— START OF Records for processing —
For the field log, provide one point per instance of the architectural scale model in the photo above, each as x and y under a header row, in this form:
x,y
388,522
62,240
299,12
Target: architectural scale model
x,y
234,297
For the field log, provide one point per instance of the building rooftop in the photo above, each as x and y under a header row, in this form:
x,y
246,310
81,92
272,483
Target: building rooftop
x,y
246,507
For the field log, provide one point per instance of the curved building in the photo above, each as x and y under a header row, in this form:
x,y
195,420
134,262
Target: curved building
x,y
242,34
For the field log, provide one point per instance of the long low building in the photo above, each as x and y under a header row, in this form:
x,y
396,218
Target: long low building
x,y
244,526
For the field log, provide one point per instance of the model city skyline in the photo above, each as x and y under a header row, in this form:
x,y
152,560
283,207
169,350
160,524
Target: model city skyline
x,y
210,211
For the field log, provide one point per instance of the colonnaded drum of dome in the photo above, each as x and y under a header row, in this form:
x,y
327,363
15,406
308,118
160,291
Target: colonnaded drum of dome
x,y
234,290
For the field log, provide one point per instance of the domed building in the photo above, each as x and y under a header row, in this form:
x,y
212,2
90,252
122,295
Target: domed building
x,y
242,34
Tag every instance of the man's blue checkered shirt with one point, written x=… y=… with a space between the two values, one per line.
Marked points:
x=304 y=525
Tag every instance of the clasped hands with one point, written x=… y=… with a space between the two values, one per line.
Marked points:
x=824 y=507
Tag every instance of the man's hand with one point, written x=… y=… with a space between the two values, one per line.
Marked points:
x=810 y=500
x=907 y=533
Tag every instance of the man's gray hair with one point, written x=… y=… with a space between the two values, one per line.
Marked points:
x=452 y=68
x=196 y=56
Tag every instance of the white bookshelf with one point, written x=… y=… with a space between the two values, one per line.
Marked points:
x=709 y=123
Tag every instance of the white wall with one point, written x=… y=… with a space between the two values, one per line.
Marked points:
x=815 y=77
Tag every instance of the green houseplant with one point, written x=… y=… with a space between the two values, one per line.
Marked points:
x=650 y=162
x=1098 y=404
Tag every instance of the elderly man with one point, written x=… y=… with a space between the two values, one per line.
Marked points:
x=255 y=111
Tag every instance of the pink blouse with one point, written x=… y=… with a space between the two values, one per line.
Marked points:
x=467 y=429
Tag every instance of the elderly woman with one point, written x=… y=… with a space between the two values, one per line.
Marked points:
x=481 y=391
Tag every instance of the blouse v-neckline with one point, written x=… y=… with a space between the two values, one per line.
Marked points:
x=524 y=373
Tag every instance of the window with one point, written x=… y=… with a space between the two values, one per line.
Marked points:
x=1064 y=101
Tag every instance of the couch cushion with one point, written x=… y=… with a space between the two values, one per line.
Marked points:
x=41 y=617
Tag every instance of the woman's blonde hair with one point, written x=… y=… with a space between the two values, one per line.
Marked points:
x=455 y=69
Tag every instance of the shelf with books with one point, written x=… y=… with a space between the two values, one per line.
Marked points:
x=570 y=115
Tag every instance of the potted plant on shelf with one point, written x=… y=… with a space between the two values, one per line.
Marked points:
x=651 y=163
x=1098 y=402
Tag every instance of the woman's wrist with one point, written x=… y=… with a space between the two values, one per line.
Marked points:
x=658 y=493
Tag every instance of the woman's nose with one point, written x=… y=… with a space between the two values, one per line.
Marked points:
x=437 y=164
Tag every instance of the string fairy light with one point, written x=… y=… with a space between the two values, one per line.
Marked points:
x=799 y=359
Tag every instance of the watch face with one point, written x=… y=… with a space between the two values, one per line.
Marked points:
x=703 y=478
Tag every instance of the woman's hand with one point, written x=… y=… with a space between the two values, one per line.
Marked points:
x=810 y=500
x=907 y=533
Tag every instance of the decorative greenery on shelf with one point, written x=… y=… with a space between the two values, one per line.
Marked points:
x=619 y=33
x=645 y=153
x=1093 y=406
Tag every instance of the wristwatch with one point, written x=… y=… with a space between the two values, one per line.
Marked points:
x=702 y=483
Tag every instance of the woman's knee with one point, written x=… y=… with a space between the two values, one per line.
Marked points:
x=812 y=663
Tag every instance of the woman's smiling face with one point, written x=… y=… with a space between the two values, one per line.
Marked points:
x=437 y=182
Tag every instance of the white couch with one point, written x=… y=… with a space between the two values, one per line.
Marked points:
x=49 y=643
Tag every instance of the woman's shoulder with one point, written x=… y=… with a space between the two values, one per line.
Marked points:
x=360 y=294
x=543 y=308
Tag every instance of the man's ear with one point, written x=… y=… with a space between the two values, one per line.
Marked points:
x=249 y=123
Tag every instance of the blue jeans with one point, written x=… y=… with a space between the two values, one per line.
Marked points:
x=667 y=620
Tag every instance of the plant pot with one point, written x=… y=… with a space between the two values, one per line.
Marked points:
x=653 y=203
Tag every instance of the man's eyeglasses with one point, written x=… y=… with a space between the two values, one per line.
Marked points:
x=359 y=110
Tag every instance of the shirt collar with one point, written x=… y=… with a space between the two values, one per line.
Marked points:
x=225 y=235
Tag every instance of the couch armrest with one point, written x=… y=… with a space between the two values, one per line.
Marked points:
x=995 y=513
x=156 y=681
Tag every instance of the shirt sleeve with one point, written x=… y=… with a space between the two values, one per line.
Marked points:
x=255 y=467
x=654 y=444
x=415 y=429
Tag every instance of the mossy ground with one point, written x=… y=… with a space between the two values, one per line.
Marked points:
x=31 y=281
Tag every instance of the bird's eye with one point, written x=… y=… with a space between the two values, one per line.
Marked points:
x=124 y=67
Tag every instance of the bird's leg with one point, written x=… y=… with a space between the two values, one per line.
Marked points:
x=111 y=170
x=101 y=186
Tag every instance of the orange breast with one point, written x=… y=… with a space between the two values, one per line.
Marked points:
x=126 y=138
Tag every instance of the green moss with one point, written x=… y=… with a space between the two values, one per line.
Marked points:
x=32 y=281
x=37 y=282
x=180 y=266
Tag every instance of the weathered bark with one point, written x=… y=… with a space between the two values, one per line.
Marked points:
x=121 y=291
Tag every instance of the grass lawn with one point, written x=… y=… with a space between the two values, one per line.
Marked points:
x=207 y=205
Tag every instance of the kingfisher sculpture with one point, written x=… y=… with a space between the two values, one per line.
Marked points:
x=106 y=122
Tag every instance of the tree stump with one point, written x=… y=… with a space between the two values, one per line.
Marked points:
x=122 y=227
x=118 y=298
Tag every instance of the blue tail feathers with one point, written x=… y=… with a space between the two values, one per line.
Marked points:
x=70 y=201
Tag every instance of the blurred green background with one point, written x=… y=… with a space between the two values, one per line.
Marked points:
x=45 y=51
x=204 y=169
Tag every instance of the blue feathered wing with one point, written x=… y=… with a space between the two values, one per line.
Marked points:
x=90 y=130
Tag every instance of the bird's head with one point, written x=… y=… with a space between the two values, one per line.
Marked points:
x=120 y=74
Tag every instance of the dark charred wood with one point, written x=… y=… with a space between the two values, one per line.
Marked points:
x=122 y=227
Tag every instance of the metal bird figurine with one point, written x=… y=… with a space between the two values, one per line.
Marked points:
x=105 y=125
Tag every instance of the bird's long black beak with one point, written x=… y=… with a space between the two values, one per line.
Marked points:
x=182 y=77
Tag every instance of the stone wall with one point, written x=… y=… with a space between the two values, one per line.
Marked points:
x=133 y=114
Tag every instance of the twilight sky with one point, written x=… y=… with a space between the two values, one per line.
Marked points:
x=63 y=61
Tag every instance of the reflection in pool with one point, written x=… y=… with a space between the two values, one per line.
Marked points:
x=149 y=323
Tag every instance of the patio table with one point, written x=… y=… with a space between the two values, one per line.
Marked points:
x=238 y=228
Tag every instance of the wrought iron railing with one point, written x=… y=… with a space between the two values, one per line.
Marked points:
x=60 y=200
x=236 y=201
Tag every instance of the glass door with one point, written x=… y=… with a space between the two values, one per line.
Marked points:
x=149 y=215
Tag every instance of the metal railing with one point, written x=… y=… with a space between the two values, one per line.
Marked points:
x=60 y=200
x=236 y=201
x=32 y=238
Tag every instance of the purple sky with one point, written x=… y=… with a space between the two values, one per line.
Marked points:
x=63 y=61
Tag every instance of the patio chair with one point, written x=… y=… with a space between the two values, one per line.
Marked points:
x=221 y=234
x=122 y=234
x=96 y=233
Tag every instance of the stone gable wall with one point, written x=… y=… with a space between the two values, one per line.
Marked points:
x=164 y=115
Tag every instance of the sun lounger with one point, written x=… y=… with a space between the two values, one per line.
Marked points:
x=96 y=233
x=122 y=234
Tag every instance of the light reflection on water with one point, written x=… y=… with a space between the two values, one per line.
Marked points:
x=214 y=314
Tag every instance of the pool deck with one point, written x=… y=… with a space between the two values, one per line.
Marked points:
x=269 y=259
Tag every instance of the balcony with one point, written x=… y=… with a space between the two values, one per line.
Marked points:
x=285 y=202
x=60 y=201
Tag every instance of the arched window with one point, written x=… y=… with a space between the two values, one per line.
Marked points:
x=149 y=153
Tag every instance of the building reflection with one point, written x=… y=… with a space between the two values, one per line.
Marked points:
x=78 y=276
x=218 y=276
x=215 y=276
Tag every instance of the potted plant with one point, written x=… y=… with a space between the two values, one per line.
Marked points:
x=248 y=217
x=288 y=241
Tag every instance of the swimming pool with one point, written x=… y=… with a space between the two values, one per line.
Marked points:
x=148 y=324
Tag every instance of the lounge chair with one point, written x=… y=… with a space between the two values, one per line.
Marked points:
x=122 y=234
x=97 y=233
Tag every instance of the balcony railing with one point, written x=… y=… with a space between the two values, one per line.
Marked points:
— END OF Records for processing —
▶ [Goal]
Render the stretch of the listing above, from the line containing "Tag every instance of the potted plant with" through the end of the listing, as a Markdown table with columns Row and Line. Put a row number in Row and that line in Line, and leave out any blank lines.

▶ [Full response]
| Row | Line |
|---|---|
| 1 | Tag every instance of the potted plant with one point, written x=… y=… with a space between the two values, one per line. |
| 2 | Marked points: |
| 3 | x=248 y=217 |
| 4 | x=288 y=241 |
| 5 | Tag every instance of the swimming pool with one point, written x=… y=… with a space between the two values, one per line. |
| 6 | Marked points: |
| 7 | x=148 y=324 |
| 8 | Tag every instance of the lounge chair with one point, written x=… y=… with a space between the two values, one per line. |
| 9 | Marked points: |
| 10 | x=122 y=234 |
| 11 | x=97 y=233 |
| 12 | Tag every instance of the balcony railing with one point, written x=… y=… with a space between the two values, one per line. |
| 13 | Marked points: |